■ **Request**
How many lines in the rows below contain the string "white"? Reply with the number alone.

■ **Record set**
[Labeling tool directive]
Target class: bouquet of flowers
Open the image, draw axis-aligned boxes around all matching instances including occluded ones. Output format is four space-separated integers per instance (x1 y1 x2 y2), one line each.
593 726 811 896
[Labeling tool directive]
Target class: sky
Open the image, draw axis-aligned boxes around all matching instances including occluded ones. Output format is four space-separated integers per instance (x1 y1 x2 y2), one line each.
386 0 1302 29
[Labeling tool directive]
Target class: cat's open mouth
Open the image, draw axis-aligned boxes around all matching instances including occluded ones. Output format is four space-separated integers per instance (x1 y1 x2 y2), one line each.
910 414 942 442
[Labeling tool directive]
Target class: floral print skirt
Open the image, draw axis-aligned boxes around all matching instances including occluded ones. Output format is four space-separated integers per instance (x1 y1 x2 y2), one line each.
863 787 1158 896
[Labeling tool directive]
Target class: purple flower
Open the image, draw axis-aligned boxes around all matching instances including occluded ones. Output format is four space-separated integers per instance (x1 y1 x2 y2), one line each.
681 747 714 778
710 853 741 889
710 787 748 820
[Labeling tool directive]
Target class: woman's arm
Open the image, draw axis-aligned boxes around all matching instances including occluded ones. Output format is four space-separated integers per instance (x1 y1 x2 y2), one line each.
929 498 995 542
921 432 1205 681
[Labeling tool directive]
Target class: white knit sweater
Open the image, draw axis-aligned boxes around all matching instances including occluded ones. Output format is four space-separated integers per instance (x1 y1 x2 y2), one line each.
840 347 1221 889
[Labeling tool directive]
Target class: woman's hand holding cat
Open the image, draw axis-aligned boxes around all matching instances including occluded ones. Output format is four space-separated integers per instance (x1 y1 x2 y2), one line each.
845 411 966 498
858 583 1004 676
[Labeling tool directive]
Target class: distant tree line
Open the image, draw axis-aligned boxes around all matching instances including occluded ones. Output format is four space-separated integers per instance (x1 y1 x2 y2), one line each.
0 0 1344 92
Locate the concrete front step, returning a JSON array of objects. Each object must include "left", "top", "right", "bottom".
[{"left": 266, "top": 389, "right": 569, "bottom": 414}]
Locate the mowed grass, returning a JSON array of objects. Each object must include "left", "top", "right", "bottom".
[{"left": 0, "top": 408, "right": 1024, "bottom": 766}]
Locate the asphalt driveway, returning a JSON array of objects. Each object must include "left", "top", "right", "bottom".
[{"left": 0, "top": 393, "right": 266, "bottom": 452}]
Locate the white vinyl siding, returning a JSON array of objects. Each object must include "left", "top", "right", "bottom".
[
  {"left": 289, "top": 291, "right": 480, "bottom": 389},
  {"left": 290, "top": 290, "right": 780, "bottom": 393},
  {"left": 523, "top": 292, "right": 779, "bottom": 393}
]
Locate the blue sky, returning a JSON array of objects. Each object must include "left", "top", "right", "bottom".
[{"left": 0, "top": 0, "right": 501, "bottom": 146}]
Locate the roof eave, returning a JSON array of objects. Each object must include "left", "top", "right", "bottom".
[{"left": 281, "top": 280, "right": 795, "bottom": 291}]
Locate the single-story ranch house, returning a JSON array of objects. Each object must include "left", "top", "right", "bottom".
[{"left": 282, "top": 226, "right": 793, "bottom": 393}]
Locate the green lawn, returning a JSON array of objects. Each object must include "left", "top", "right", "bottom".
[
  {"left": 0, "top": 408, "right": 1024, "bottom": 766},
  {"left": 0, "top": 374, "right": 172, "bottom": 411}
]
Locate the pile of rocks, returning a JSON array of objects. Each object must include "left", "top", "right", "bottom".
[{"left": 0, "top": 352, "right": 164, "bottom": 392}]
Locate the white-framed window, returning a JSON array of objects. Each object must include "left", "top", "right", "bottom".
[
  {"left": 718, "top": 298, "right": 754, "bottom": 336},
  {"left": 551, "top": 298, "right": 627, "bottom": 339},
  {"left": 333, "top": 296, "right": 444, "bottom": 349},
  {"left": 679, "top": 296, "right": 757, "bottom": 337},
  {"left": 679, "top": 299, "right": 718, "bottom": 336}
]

■ **Solution to this exercise**
3